Directions for this task
Return the records that follow unaltered. Omit every picture.

# # # # #

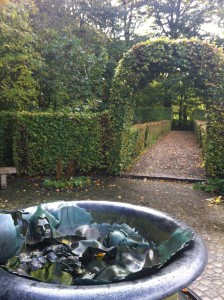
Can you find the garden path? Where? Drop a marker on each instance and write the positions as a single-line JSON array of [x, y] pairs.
[[175, 156]]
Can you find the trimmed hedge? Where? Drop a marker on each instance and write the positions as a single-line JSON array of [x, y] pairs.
[[198, 114], [152, 114], [214, 155], [42, 143], [7, 127], [210, 137], [200, 133], [138, 138]]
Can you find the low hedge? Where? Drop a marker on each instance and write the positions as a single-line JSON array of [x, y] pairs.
[[52, 143], [139, 137]]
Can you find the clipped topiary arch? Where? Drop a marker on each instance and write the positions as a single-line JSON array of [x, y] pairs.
[[201, 61]]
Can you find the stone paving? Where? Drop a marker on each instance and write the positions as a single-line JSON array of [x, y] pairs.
[[179, 199]]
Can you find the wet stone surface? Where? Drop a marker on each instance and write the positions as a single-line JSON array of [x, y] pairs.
[[177, 199]]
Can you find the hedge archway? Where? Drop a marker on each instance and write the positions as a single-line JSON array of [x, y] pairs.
[[201, 61]]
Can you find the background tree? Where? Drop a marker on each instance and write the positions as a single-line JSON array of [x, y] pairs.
[[18, 58], [181, 18]]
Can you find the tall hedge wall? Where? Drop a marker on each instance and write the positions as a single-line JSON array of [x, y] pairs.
[[210, 137], [200, 132], [214, 155], [152, 114], [43, 142], [138, 138]]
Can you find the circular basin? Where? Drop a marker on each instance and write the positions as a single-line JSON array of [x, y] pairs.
[[152, 225]]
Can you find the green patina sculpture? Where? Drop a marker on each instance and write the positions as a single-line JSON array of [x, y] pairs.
[[64, 246]]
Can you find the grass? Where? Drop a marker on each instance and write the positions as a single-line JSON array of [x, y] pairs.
[[73, 182]]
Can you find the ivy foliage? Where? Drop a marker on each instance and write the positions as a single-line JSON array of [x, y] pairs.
[[199, 62], [53, 143]]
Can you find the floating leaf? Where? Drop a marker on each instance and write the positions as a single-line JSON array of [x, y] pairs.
[[52, 273]]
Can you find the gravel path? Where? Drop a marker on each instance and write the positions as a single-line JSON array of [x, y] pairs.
[[175, 155]]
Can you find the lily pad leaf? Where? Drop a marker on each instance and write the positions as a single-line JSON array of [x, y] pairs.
[[179, 240], [52, 273]]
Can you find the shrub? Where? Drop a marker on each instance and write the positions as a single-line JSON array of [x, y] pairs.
[[152, 114], [40, 142]]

# # # # #

Output of the task
Can you find the garden path? Where? Drop a marker on each instance and write the positions as a single-line JSON array of [x, y] pairs.
[[175, 156]]
Can you find the trimmed hedge? Where? Drop a marker on each instance and write the positions as a single-line JSON array of [x, y] pairs.
[[198, 114], [152, 114], [214, 155], [42, 143], [7, 127], [210, 137], [200, 133], [138, 138]]
Can you find the low hedge? Where? Drop a marker on each instance and write the positions as a single-line JSON array of [x, y] pairs.
[[52, 143], [139, 137]]
Can you find the clipped topiary arch? Where? Drop a marker on each instance and write the positions as a single-line JSON array of [x, y] pairs.
[[201, 61]]
Can you find the stone paving? Where? Drop a marker on each instance and write the positions as a single-line JSON array of [x, y] pairs.
[[179, 199]]
Can you find the wet stone surface? Where? Drop a marker on each instance and write the positions as a single-line JSON array of [x, y] pairs.
[[177, 199]]
Can you find the hedge archway? Where? Drop a marker on each instance and write the positions as a single-line JSON array of [x, y] pairs.
[[201, 61]]
Can you find the background tree? Where? Drop a marker on each instance and write the positions as a single-line JSON array of [x, y] pairs.
[[18, 58], [181, 18]]
Can you find the tall hedge wall? Where? Drop a marker on each instance and write the positions as a single-line JSON array of [x, y] pairs.
[[210, 137], [200, 132], [214, 155], [152, 114], [43, 142], [138, 138]]
Can you find the circular basin? Where? Drop a marker on each instance and write the positions as a single-line JSON array of [x, y] pairs.
[[152, 225]]
Can you find the green patina sculpture? Where? Drop a marker on each instance and write the positions as a single-line JSON array of [x, y] pairs.
[[64, 246]]
Can you find the grass? Where? Drop a marker on each instance and write the positions as a single-line JSON array of [x, y] pairs.
[[73, 182]]
Can you find the ivy foliage? Where? Drop a marker on each instance and write the positions as a single-line JSON array of [x, y] pairs.
[[199, 62], [53, 143]]
Can you find the floating leaf? Where? Drop a marker on each instance and write the positions as a single-line JSON array of [x, y] pairs.
[[52, 273]]
Can you find the gravel path? Where? Drop a marker on each instance and write the positions as a single-line JSON array of [x, y] pairs.
[[175, 155]]
Can you find the lily pad leaf? Where? Drop a marker on each instance and write the positions as a single-line JSON array of [x, y] pairs.
[[179, 240], [52, 273]]
Can you find the shrub? Where? Drop a marker on each instance and write the positions as a single-line JSON array of [x, y] pairs.
[[152, 114], [40, 142]]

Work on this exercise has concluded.